• [Excerpted passage]
The use of NMR techniques in measurement, detection and imaging has become desirable in many scientific fields of endeavor. The non-invasive, non-destructive nature of NMR has facilitated application to industrial instrumentation, analysis and control tasks, in a variety of applications, including but not limited to cosmetics, perfumes, industrial chemicals, biological samples and food products. As one example, check weighing is used by the pharmaceuticals industry for monitoring and regulating the amount of drug in a sealed glass vial during filling. The drug weight can be as small as a fraction of a gram, and is required to be weighed with an accuracy of a few percent or better, in a vial weighing tens of grams at a rate of several weighing per second.
International Patent Application No. WO99/67606, incorporated herein by reference as if fully written out below, describes a check weighing system for samples on a production line using NMR techniques. This system includes a magnet for creating a static magnetic field over an interrogation zone to produce a net magnetisation within a sample located within the interrogation zone, and a RF coil for applying an alternating magnetic field over the interrogation zone to cause excitation of the sample according to the principles of NMR.
As is well known in the general NMR art, successful application of magnetic resonance requires that the RF coil generate a uniform magnetic field at the location of the sample protons under test, and that the RF coil have minimal sensitivity to electrical interference (i.e., noise) from external sources. A variety of basic RF coil configurations have been utilized in NMR systems to satisfy these constraints, including helical, saddle and Helmholz. However, in continuous production line applications additional constraints make such shapes unusable.

(Source data)

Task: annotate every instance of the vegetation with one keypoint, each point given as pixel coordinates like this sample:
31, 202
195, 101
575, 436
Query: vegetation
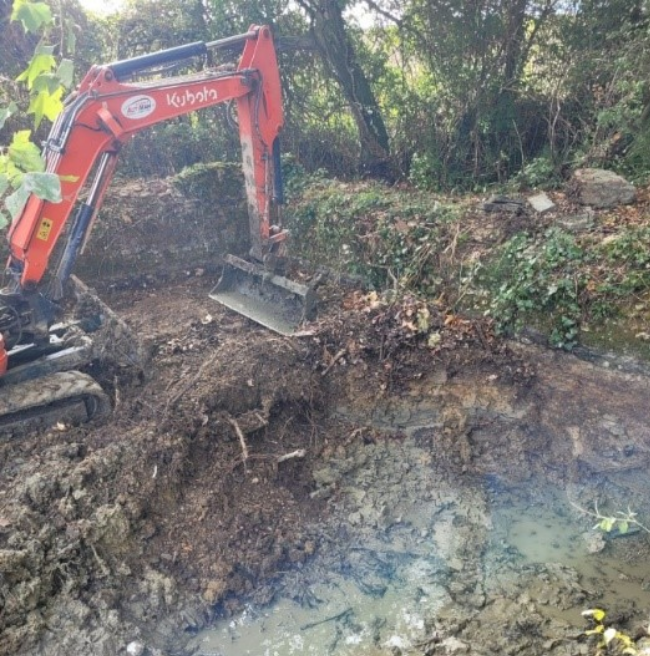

...

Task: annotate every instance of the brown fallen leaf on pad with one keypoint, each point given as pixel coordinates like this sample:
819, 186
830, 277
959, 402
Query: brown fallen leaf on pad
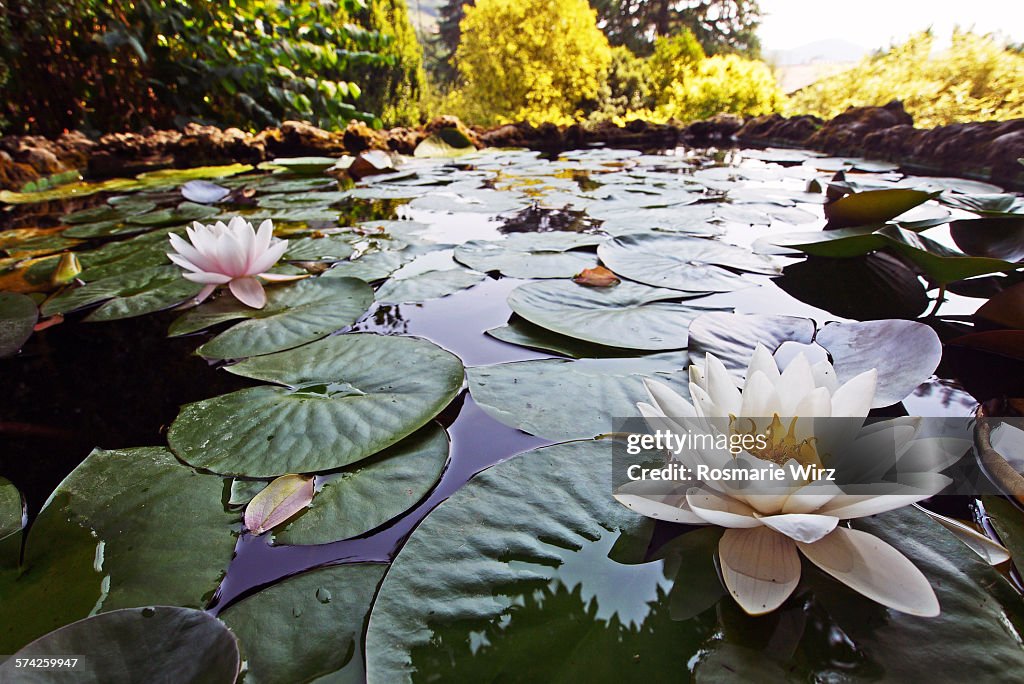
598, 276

• [Your instructions] Could you continue the passage on NMR check weighing, starting after its final sentence?

• [Exercise response]
For example, in continuous production line applications where a plurality of closely proximate packages move continuously, the field produced by the RF coil at the site of packages neighboring the sample under test must be minimized to avoid influencing the field and measurement of the sample under test (i.e., reduce cross coupling). This is a significant concern in applications such as the packaging of pharmaceuticals where rows of drug vials move simultaneously down the production line.
Pharmaceutical packaging is also exemplary of another significant constraint upon RF probes. Clean environmental restrictions require the unimpeded airflow in the vicinity of the vials, and any RF probe utilized in this application must be designed for minimal airflow obstruction.
It is desirable to provide a RF probe apparatus for an NMR check weighing system that produces a uniform magnetic field at the test location (preferably the center of the RF probe), has minimal sensitivity to electrical interference from external sources, shapes the magnetic field to minimize cross coupling from packages not under test, and presents minimal airflow obstruction.